*Task to carry out:*
From the line that holds "Reviewer note: verify that every instance of the beige armchair" to the last line of the data, copy everything exactly; leave out all the rest.

*Input data:*
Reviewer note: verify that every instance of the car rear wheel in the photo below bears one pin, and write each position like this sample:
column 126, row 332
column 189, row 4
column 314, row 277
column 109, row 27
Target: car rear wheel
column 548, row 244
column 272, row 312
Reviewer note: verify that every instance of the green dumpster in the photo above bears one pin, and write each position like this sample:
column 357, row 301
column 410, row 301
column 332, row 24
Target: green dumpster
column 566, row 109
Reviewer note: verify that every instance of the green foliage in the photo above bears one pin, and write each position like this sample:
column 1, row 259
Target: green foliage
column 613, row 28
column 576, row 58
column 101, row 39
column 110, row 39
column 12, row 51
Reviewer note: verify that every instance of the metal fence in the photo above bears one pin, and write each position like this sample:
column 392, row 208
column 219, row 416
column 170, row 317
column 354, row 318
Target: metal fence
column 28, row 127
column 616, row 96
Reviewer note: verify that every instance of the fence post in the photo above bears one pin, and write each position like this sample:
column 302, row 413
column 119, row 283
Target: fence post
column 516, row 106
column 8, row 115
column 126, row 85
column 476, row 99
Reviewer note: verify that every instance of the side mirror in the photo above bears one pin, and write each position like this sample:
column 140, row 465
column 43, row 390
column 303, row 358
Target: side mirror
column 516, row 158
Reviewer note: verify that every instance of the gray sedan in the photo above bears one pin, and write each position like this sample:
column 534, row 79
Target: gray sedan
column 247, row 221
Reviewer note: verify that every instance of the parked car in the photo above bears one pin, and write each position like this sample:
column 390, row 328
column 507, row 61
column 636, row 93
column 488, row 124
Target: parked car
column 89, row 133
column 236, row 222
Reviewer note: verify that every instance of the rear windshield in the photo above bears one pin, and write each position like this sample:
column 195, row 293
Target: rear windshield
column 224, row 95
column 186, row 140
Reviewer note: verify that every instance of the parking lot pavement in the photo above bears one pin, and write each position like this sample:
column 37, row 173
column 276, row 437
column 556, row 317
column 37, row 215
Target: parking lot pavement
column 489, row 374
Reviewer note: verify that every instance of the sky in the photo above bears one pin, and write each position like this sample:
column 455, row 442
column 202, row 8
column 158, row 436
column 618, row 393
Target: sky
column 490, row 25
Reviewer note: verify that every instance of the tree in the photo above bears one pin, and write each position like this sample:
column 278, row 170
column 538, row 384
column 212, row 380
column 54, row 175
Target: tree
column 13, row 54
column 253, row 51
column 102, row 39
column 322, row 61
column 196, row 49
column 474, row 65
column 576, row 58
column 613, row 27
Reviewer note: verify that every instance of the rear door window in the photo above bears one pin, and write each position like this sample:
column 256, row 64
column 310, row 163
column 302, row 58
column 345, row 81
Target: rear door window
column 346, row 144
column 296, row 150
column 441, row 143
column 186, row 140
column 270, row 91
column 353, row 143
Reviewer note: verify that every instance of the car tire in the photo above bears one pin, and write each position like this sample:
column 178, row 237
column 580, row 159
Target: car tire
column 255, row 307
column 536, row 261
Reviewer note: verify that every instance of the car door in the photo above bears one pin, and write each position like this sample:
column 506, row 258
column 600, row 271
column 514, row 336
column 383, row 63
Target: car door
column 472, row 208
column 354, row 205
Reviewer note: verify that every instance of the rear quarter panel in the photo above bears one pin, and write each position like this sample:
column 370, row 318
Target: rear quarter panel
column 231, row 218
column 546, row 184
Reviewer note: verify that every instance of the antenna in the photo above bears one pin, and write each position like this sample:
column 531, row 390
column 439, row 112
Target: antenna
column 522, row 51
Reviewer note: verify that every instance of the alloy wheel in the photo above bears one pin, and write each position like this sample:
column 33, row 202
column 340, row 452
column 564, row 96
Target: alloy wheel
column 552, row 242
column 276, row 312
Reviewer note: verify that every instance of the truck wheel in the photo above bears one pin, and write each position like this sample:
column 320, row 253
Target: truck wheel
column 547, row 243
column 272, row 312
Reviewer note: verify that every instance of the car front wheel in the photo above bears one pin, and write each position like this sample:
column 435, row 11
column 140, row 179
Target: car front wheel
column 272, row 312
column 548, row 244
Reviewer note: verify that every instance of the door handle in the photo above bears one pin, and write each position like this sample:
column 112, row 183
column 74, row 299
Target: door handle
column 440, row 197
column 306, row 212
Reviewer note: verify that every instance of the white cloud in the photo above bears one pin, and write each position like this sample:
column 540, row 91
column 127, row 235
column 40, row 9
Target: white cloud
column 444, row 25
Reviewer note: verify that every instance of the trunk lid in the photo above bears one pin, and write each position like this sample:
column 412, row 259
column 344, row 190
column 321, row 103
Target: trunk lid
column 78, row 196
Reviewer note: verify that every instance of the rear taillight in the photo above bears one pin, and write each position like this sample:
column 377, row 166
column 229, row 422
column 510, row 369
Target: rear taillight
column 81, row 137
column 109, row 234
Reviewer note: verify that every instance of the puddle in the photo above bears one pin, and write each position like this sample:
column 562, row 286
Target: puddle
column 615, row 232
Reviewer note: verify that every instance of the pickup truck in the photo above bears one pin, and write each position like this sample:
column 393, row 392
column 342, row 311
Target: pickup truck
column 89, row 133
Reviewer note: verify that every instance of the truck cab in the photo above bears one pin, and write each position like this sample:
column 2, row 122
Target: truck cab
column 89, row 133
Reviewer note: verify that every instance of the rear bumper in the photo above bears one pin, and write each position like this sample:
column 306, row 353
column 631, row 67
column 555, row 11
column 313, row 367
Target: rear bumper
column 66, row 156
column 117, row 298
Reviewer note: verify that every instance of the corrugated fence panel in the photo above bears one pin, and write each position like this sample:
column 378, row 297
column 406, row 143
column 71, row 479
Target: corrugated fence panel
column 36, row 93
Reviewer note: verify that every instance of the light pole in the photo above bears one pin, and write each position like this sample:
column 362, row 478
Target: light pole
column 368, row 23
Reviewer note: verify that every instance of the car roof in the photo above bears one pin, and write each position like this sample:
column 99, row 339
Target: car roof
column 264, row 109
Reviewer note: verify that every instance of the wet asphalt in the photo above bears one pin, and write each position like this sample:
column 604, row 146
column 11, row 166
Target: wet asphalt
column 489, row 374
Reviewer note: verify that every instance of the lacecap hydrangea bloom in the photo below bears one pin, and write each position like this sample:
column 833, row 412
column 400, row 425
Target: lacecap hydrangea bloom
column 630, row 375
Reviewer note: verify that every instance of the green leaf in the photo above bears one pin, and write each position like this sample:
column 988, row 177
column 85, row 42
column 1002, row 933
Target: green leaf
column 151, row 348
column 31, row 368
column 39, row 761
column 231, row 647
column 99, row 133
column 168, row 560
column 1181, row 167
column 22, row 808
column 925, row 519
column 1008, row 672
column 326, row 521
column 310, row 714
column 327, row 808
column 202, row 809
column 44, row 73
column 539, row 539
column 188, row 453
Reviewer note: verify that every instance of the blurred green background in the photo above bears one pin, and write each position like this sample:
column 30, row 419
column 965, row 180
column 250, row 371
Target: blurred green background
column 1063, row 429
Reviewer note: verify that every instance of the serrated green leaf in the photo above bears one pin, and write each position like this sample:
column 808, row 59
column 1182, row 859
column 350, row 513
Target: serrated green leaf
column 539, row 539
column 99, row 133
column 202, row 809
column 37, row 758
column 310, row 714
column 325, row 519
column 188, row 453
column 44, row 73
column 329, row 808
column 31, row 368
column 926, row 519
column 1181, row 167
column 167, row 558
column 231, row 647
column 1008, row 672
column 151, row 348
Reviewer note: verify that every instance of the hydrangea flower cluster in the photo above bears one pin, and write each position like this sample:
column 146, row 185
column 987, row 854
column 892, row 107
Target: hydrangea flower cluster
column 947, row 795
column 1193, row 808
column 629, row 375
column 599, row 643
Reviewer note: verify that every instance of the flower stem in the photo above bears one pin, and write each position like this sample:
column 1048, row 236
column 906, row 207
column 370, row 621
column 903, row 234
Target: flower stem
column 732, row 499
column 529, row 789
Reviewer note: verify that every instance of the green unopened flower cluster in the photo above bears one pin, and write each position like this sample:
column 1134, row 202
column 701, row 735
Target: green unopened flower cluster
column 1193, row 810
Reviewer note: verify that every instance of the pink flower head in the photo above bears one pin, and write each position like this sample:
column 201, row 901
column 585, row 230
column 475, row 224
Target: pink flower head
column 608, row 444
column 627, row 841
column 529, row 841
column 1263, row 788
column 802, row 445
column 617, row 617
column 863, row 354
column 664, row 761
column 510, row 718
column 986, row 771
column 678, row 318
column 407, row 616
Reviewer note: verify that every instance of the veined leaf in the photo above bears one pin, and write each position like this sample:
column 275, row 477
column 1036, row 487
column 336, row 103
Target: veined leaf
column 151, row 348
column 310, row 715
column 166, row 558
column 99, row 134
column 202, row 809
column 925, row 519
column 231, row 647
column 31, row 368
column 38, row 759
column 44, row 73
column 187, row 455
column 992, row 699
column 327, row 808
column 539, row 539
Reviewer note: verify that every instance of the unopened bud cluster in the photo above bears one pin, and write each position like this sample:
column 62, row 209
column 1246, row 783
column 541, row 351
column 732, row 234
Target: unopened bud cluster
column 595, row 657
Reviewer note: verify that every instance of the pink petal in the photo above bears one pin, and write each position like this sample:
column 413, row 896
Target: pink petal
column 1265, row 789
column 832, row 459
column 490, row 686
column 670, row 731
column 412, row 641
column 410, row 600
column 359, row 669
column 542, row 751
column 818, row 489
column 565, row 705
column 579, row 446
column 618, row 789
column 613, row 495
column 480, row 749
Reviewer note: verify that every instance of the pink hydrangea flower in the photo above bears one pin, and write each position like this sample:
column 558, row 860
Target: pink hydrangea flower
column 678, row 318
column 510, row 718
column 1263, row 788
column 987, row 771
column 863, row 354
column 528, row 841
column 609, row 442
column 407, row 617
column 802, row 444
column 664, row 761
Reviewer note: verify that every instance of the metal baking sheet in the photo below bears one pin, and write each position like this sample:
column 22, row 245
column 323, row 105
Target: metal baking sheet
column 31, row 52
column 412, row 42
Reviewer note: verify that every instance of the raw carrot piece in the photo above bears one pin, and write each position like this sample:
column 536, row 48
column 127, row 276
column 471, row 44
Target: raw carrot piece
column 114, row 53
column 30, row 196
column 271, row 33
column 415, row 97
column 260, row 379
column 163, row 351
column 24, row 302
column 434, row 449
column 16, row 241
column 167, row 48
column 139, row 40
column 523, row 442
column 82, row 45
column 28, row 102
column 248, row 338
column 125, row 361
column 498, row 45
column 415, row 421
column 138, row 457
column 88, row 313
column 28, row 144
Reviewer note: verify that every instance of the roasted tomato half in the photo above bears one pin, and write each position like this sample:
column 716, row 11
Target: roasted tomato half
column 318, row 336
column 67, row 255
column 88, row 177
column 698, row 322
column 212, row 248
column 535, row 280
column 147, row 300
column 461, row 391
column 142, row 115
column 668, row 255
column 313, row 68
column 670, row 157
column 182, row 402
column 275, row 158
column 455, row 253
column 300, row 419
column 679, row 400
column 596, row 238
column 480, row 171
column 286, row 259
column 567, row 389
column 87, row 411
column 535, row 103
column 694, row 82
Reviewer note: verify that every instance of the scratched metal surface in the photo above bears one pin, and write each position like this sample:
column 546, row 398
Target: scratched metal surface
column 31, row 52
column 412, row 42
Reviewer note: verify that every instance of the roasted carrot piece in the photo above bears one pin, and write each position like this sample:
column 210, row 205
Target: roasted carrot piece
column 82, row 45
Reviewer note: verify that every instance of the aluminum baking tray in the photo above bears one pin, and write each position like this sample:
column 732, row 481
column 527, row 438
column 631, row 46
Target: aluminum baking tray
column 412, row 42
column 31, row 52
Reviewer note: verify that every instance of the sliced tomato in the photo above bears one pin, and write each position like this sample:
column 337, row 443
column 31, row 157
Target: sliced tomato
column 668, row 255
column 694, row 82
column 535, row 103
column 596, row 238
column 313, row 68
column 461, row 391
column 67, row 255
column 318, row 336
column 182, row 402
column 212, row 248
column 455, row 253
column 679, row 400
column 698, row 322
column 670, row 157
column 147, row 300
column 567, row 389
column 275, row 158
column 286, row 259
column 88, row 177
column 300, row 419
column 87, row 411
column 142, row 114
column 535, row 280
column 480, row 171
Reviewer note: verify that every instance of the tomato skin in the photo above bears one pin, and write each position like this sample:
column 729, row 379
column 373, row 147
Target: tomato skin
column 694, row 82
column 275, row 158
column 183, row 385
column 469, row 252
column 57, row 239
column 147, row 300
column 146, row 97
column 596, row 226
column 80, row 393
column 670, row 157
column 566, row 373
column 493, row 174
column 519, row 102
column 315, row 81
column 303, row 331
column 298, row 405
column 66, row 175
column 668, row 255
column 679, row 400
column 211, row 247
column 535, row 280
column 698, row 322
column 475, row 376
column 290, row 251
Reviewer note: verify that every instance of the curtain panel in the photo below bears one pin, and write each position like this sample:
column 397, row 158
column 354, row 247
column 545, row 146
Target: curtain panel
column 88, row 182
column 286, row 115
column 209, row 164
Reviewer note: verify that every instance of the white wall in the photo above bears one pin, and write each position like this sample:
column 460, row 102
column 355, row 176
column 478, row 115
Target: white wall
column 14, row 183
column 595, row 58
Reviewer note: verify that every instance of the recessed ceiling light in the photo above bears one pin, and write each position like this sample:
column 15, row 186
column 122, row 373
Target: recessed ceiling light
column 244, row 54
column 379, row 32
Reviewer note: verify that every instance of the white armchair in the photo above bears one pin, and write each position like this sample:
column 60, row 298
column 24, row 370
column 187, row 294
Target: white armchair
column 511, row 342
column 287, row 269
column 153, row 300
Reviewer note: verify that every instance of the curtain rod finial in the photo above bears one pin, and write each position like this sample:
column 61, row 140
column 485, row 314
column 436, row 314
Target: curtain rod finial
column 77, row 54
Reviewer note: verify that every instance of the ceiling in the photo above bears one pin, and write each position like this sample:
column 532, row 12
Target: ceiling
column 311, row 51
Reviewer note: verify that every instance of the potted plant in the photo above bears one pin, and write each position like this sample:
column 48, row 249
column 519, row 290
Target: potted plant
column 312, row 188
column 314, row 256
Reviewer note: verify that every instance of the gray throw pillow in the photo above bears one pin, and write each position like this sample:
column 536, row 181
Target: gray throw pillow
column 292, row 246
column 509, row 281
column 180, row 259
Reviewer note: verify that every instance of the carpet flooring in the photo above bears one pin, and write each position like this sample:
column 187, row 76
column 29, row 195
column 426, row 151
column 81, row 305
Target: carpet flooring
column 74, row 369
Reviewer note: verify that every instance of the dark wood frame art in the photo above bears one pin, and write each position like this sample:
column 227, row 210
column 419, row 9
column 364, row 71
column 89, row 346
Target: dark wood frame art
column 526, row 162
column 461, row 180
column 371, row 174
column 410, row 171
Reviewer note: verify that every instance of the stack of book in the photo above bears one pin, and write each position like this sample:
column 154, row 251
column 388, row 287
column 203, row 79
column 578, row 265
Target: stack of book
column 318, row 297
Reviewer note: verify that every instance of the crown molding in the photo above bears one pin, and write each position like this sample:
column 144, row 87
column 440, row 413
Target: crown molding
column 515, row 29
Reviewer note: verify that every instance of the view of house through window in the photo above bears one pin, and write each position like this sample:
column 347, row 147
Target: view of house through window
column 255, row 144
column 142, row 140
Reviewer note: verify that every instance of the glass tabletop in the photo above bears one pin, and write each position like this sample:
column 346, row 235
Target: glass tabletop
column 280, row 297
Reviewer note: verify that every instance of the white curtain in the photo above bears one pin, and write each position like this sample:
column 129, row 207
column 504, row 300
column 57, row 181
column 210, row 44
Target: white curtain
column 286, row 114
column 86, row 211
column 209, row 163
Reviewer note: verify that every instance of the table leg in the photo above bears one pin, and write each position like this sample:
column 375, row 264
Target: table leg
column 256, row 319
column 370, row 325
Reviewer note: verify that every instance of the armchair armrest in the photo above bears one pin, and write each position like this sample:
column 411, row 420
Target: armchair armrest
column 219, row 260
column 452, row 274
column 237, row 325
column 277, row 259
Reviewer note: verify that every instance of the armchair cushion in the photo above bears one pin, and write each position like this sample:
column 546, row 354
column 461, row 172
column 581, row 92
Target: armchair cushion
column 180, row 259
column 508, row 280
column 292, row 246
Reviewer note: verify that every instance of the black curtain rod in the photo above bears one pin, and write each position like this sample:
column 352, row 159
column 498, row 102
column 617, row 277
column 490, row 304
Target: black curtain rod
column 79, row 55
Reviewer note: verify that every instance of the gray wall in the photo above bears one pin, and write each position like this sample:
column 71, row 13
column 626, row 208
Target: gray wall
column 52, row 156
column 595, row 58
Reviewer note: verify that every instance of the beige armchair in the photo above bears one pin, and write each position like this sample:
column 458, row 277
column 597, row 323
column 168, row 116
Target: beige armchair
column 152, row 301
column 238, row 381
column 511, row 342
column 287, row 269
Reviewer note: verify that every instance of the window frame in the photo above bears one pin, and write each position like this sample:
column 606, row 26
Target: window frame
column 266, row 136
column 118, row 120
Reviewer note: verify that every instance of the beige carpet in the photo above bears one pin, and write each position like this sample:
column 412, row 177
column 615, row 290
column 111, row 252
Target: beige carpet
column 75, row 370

*Solved exercise:*
Reviewer note: verify that every instance of the beige armchair in the photo above bears one pin, and write each position like this sample:
column 458, row 277
column 597, row 323
column 168, row 116
Target: beige armchair
column 152, row 301
column 238, row 381
column 511, row 342
column 287, row 269
Reviewer note: verify that every instance of the window frame in the photo above bears one pin, and write each position like this sample:
column 606, row 26
Target: window frame
column 266, row 136
column 118, row 120
Reviewer note: verify that every instance of the beige carpet in the photo above bears one pin, and write each position like this sample:
column 412, row 177
column 615, row 290
column 111, row 252
Target: beige carpet
column 75, row 370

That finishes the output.